* _SELECTED EXCERPT_
# # # #
In the 1920s, Nigerians began to form a variety of associations, such as professional and business associations, like the Nigerian Union of Teachers; the Nigerian Law Association, which brought together lawyers, many of whom had been educated in Britain; and the Nigerian Produce Traders' Association, led by Obafemi Awolowo. While initially organised for professional and fraternal reasons, these were centres of educated people who had chances to develop their leadership skills in the organisations, as well as form broad social networks.

Ethnic and kinship organisations that often took the form of a tribal union also emerged in the 1920s. These organisations were primarily urban phenomena that arose after numerous rural migrants moved to the cities. Alienated by the anonymity of the urban environment and drawn together by ties to their ethnic homelands—as well as by the need for mutual aid—the new city dwellers formed local clubs that later expanded into federations covering whole regions. By the mid-1940s, the major ethnic groups had formed such associations as the Igbo Federal Union and the Egbe Omo Oduduwa (Society of the Descendants of Oduduwa), a Yoruba cultural movement, in which Awolowo played a leading role. In some cases, British assignment of people to ethnic groups, and treatment based along ethnic lines, led to identification with ethnicity where none had existed before.

A third type of organisation that was more pointedly political was the youth or student group, which became the vehicle of intellectuals and professionals. They were the most politically conscious segment of the population and created the vanguard of the nationalist movement. Newspapers, some of which were published before World War I, provided coverage of nationalist views.
# # # #
* _EXERCISE INSTRUCTIONS_
1) In the text on Nigerian associations, who led the Nigerian Produce Traders' Association?
2) Shorten the paragraph in the text on Nigerian associations that begins "Ethnic and kinship organisations," keeping its main facts.
3) Copy the text on Nigerian associations, starting with "In the 1920s, Nigerians" and going on through "broad social networks.".

* _GIVEN RECORDS_
# # # #
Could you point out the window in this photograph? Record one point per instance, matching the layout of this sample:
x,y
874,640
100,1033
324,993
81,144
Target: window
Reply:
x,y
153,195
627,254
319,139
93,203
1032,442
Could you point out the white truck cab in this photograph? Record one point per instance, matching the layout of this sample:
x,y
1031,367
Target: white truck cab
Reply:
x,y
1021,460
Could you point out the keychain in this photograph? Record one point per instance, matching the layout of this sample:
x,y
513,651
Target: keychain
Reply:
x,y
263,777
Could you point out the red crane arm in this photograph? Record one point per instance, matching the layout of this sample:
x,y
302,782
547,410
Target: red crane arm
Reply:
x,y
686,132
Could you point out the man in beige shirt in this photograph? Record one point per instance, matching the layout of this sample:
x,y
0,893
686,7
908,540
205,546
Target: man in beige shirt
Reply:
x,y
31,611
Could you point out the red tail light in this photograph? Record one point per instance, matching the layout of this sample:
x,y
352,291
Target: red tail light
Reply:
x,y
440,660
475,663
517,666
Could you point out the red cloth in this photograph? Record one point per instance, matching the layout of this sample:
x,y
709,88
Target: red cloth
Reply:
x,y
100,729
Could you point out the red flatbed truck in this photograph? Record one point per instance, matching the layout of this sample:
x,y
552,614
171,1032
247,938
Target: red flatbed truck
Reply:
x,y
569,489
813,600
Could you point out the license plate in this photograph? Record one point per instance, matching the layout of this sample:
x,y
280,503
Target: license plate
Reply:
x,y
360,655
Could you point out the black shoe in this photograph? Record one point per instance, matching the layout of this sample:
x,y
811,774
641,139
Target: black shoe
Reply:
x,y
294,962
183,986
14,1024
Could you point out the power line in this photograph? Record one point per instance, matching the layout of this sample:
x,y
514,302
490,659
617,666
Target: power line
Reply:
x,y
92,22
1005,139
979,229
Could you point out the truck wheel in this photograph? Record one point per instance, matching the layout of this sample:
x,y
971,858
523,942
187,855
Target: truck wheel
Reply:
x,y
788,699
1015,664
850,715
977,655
# # # #
* _SOLUTION LIST_
1) Obafemi Awolowo

2) Ethnic and kinship organizations, often tribal unions, also appeared in the 1920s. They were mostly urban, formed by rural migrants who had moved to the cities. Feeling alienated by city anonymity, tied to their ethnic homelands and needing mutual aid, these migrants set up local clubs that later grew into region-wide federations. By the mid-1940s the major ethnic groups had such bodies, including the Igbo Federal Union and the Yoruba Egbe Omo Oduduwa, in which Awolowo played a leading role. Sometimes British assignment of people to ethnic groups, and treatment along ethnic lines, created ethnic identification where none had existed before.

3)
In the 1920s, Nigerians began to form a variety of associations, such as professional and business associations, like the Nigerian Union of Teachers; the Nigerian Law Association, which brought together lawyers, many of whom had been educated in Britain; and the Nigerian Produce Traders' Association, led by Obafemi Awolowo. While initially organised for professional and fraternal reasons, these were centres of educated people who had chances to develop their leadership skills in the organisations, as well as form broad social networks.